*WORK INSTRUCTIONS:*
1. Repeat the passage about automation and jobs between "Another too often" and "increase than decrease.", inclusive, replacing "labor market" with "job market".
2. Pick up the passage about automation and jobs after its final sentence and keep writing.

Here, finally, is someone who writes sensibly about automation. Dystopian writers about a robot apocalypse get lots of clicks and attention, but reality will be far different.
Elliot Dinkin, president and CEO of Cowden Associates: What automation appears to have in store for the job market is not massive downsizing, but changes in job description and reallocation of some repetitive chores.
I don’t know how I got on the mailing list of this PR firm, but the following article is worth it.
In late 2017, the McKinsey Global Institute released a report estimating that the relentless march of automation could eliminate up to 73 million jobs in the U.S. by 2030. “Automation is certainly a factor in the future of the workforce,” says Elliot Dinkin, a nationally known expert in actuarial, compensation, and employee benefits issues. “There are indications, however that its effect on downsizing may be less than what has been predicted. The largest corporate layoffs of this century to date, for example, seem primarily to have been caused not by advanced technology, but by market changes, mergers, and plain old bad business decisions.”
This assessment was echoed by participants in a recent conference on the future of the worker held at the Stanford School of Business. In 1950, the U.S. Census Bureau listed 250 separate jobs; of these, the conference noted, only one, that being elevator operator, has been completely eliminated. (And some of the elevator operator’s tasks, like greeting visitors and guiding them to the right office, have been redistributed to receptionists and security guards.) Conferees also pointed out that automation has its limits. Elon Musk, founder and chief executive of Tesla Motors, said, “Excessive automation at Tesla was a mistake. To be precise, my mistake. Humans are underrated.”
One reason automation and computerization may loom so large in near-future predictions, industry experts suggest, is the spectacular increase in availability, and decrease in cost, of computer power. Given the capabilities of even an average smartphone, it is easy to forget that the underlying procedures—the algorithms that drive functions like big data and machine learning—have not changed significantly in more than 40 years.
It is also, Dinkin notes, easy to forget that under the right circumstances, automation facilitates business growth and thus stimulates employment rather than threatening it. The Ford Motor Company introduced the auto assembly line in 1913, reducing assembly time from 12 hours per car to about one and one-half hours—and enabling an enormous upsurge in production.5 Since then, the auto industry has continued to embrace automation, along with job-changing concepts like lean manufacturing. It has also continued to hire people; between 2011 and 2017, auto making and auto supplies employment increased by almost 50%, adding nearly 130,000 jobs in the U.S.
Another too often overlooked aspect of the future labor market, says Dinkin, is worker availability. Hal Varian, chief economist at Google, points out that while most popular discussions of technology center around replacing people with machines, current demographic trends point to a coming substantial drop in the supply of labor. According to Varian, the demographic effect on the labor market is 53% larger than the automation effect—meaning that when both are considered, both employment and real wages are more likely to increase than decrease.
“In the future as in the past,” says Dinkin, “workforce reductions will always be a possibility. In the future as in the past, automation will play a role in these decisions—but only as one of a number of factors, all of which need to be taken into account. What matters is to understand the situation, and to handle it in a manner fair to all parties. In our own business practice, we urge both labor representatives and corporate management to approach workforce decisions with as little passion and as much analysis as possible.”

Photo labels with bounding boxes:
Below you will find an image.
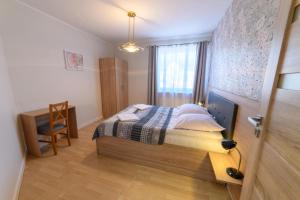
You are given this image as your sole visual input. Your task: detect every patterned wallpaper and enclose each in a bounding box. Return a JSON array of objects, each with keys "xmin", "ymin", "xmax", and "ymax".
[{"xmin": 210, "ymin": 0, "xmax": 280, "ymax": 100}]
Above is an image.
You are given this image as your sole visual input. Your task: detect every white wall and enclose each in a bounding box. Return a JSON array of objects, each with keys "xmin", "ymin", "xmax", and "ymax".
[
  {"xmin": 0, "ymin": 0, "xmax": 113, "ymax": 127},
  {"xmin": 0, "ymin": 38, "xmax": 24, "ymax": 200}
]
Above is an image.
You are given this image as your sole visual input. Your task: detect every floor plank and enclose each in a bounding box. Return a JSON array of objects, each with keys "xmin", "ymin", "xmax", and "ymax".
[{"xmin": 19, "ymin": 123, "xmax": 230, "ymax": 200}]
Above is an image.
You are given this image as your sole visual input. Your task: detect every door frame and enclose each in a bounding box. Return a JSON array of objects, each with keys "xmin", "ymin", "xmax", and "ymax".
[{"xmin": 240, "ymin": 0, "xmax": 299, "ymax": 200}]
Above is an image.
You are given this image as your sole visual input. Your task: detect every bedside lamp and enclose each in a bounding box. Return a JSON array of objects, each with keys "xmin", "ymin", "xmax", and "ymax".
[{"xmin": 222, "ymin": 139, "xmax": 244, "ymax": 179}]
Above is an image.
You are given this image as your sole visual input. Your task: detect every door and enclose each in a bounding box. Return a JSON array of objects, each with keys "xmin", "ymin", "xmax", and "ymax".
[{"xmin": 241, "ymin": 0, "xmax": 300, "ymax": 200}]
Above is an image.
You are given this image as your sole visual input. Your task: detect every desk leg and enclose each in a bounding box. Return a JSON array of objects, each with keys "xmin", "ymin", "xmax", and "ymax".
[
  {"xmin": 21, "ymin": 116, "xmax": 42, "ymax": 157},
  {"xmin": 69, "ymin": 107, "xmax": 78, "ymax": 138}
]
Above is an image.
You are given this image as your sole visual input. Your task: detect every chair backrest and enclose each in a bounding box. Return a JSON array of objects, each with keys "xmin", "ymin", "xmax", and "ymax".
[{"xmin": 49, "ymin": 101, "xmax": 68, "ymax": 129}]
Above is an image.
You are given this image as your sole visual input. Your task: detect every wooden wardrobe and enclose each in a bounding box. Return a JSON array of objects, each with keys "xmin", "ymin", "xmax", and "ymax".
[{"xmin": 99, "ymin": 57, "xmax": 128, "ymax": 118}]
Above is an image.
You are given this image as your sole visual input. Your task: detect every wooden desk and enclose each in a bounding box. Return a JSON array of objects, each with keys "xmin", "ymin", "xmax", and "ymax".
[{"xmin": 20, "ymin": 106, "xmax": 78, "ymax": 157}]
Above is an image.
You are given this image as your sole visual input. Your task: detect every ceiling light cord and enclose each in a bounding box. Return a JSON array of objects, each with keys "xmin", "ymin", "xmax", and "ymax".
[
  {"xmin": 119, "ymin": 11, "xmax": 144, "ymax": 53},
  {"xmin": 132, "ymin": 17, "xmax": 135, "ymax": 41}
]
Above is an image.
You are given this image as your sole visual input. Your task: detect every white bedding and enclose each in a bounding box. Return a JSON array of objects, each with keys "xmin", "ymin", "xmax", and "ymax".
[{"xmin": 165, "ymin": 110, "xmax": 228, "ymax": 153}]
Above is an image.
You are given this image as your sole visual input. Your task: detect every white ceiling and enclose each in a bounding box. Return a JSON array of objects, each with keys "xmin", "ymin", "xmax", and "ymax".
[{"xmin": 21, "ymin": 0, "xmax": 232, "ymax": 43}]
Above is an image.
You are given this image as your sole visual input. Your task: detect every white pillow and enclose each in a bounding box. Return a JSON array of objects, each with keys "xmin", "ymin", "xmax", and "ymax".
[
  {"xmin": 117, "ymin": 113, "xmax": 139, "ymax": 121},
  {"xmin": 178, "ymin": 104, "xmax": 209, "ymax": 115},
  {"xmin": 175, "ymin": 114, "xmax": 225, "ymax": 132},
  {"xmin": 133, "ymin": 104, "xmax": 152, "ymax": 110}
]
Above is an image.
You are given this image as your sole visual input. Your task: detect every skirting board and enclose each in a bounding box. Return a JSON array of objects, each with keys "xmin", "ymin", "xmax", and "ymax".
[
  {"xmin": 13, "ymin": 153, "xmax": 27, "ymax": 200},
  {"xmin": 78, "ymin": 115, "xmax": 103, "ymax": 129}
]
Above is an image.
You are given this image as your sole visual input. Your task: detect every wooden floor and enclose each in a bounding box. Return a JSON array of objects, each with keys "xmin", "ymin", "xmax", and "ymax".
[{"xmin": 19, "ymin": 124, "xmax": 230, "ymax": 200}]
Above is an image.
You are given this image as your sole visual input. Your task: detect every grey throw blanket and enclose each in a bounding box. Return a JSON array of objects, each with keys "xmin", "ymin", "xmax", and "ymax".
[{"xmin": 93, "ymin": 106, "xmax": 173, "ymax": 144}]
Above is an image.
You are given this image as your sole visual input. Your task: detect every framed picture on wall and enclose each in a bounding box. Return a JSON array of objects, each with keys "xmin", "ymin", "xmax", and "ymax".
[{"xmin": 64, "ymin": 50, "xmax": 83, "ymax": 71}]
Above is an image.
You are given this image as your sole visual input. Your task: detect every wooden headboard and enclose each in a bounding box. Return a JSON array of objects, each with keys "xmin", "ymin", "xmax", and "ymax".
[{"xmin": 207, "ymin": 92, "xmax": 238, "ymax": 139}]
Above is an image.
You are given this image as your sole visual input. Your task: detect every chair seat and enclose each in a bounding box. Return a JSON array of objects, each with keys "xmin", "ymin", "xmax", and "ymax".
[{"xmin": 38, "ymin": 123, "xmax": 66, "ymax": 134}]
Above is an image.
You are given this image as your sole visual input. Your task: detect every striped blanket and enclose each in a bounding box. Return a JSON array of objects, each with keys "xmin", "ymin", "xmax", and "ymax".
[{"xmin": 93, "ymin": 106, "xmax": 173, "ymax": 144}]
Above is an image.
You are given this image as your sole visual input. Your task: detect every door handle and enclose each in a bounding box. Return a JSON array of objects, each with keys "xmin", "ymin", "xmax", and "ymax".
[{"xmin": 248, "ymin": 115, "xmax": 263, "ymax": 138}]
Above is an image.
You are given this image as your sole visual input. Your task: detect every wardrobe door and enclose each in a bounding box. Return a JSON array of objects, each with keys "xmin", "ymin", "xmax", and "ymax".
[
  {"xmin": 100, "ymin": 58, "xmax": 117, "ymax": 118},
  {"xmin": 115, "ymin": 58, "xmax": 128, "ymax": 112}
]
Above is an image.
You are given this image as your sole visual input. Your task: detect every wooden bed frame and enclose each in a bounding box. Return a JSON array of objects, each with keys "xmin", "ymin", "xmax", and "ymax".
[{"xmin": 96, "ymin": 92, "xmax": 237, "ymax": 181}]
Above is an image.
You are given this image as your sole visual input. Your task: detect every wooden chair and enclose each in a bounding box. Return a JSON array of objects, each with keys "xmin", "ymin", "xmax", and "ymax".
[{"xmin": 38, "ymin": 101, "xmax": 71, "ymax": 155}]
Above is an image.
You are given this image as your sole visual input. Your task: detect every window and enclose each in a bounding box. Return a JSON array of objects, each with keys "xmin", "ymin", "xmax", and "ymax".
[{"xmin": 156, "ymin": 44, "xmax": 197, "ymax": 94}]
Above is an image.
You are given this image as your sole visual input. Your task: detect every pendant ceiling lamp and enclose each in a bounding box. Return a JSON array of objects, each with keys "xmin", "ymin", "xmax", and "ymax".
[{"xmin": 119, "ymin": 11, "xmax": 144, "ymax": 53}]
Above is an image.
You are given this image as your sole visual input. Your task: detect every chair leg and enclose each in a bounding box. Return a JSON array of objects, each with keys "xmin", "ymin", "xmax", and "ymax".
[
  {"xmin": 67, "ymin": 130, "xmax": 71, "ymax": 146},
  {"xmin": 54, "ymin": 135, "xmax": 57, "ymax": 143},
  {"xmin": 51, "ymin": 135, "xmax": 57, "ymax": 155}
]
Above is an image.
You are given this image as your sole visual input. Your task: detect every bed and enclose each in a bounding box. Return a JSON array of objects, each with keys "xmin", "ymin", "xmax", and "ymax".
[{"xmin": 93, "ymin": 92, "xmax": 237, "ymax": 181}]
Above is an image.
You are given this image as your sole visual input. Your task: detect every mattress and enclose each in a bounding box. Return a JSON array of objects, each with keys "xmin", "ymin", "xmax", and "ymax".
[{"xmin": 165, "ymin": 114, "xmax": 228, "ymax": 153}]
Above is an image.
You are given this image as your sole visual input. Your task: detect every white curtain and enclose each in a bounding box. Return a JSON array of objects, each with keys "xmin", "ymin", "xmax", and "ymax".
[{"xmin": 156, "ymin": 44, "xmax": 198, "ymax": 107}]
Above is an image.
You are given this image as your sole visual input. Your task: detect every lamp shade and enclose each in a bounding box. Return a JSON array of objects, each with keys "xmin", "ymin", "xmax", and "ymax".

*RESULTS BY TASK:*
1.
Another too often overlooked aspect of the future job market, says Dinkin, is worker availability. Hal Varian, chief economist at Google, points out that while most popular discussions of technology center around replacing people with machines, current demographic trends point to a coming substantial drop in the supply of labor. According to Varian, the demographic effect on the job market is 53% larger than the automation effect—meaning that when both are considered, both employment and real wages are more likely to increase than decrease.

2.
Cowden Associates, Inc., headquartered in Pittsburgh, PA, was created in 2001 by the merger of Halliwell and Associates and MMC&P Spectrum Benefits, which was founded by Jere Cowden in 1986. Currently led by President & CEO Elliot Dinkin, Cowden Associates specializes in helping corporate clients find the best solutions, both for the enterprise and for its employees, with regard to compensation, healthcare benefits, retirement and pension issues, and Taft-Hartley fund consulting. Winning Workplaces and The Wall Street Journal have recognized Cowden Associates as a “Top Small Workplace,” a lifetime designation awarded to executives for their ability to build and lead savvy organizations. For more information, visit www.cowdenassociates.com
McCarthy, Niall, “Automation Could Eliminate 73 Million U.S. Jobs By 2030,” Forbes, November 30, 2017.
Whiteman, Doug, “The Biggest Corporate Layoffs of the Century (So Far),” Moneywise, February 11, 2019.
Snyder, Bill, “Our Misplaced Fear of Job-Stealing Robots,” Stanford Business Insights, March 7, 2019.
Kosko, Bart, “What Do You Think About Machines That Think?,” Edge Foundation, 2019.
Boisset, Fabrice, “The History of Industrial Automation in Manufacturing,” kingstar.com, May 9, 2018.
“State of the U.S. Automotive Industry,” American Automotive Policy Council, August 2018.
“Productivity, Technology, and Demographics,” International Monetary Fund IMF Blog, May 5, 2017.
There are few things I find as exciting as exploring revitalizing manufacturing or production facility. When people and technology come together to make useful products in a clean and safe manner is art to me.
Therefore, I was happy that my Siemens contacts talked me into driving up to Detroit earlier than I planned to tour the Ford Livonia Transmission plant on March 19. I planned to come up for the noon tour at FlexNGate, but the changed plans worked wonderfully.
Ford Powertrain was a customer of mine in the 80s when I worked for a company that designed and built automated machines and then through the 90s when I was a sales engineer solving problems and selling automation and electrical equipment. So, I witnessed the beginnings of the evolution of these manufacturing plants from dark, dirty, smelly, oily, dangerous, loud environments to today’s clean, efficient, professional facilities.
Mike Bastian, Advanced Engineering Manager Ford Powertrain, explained Ford’s journey from 2000 to present to increase use of digital in manufacturing—The Digital Manufacturing Strategy. He told me that since beginning the present system journey in 2008, they were doing IIoT before there was an IIoT.
Bob Groden, plant manager, described the journey that began with removing several obsolete lines, gutting the facility, painting and cleaning, and preparing for additional transmission assembly lines. This plant is huge. And he walks it three times a day greeting people and asking how things are going. As he told me, “I get my steps in.”
The three themes include people working together, safety, and quality. An important note: The plant continuously added people over the rebuild time all the while increasing automation. three themes; added people continuously all the while automating the plant. Groden and UAW Local President Keith Miller talk to every new employee class and then follow up with each later on the line.
Jon Guske, manufacturing engineering manager-feasibility, described a system the team built beyond the computer-aided engineering system—discrete event throughput simulation. It can connect to VR to help OEMs understand the process and product before beginning machine design. It even models chip removal in machining processes to improve manufacturing process.
Following are pieces of the Digital Manufacturing Strategy as bullet points:
Standard Hardware Architecture
IP65–removed all the large enclosures in the plant (aside, using Siemens because it could do it; one company went to management and flat out told them that Bastian was wrong, management said don’t ever say he’s wrong; another company gets to the spec via a work-around he didn’t like)
Common configuration and programming software
Obsolescence management (upgrade path)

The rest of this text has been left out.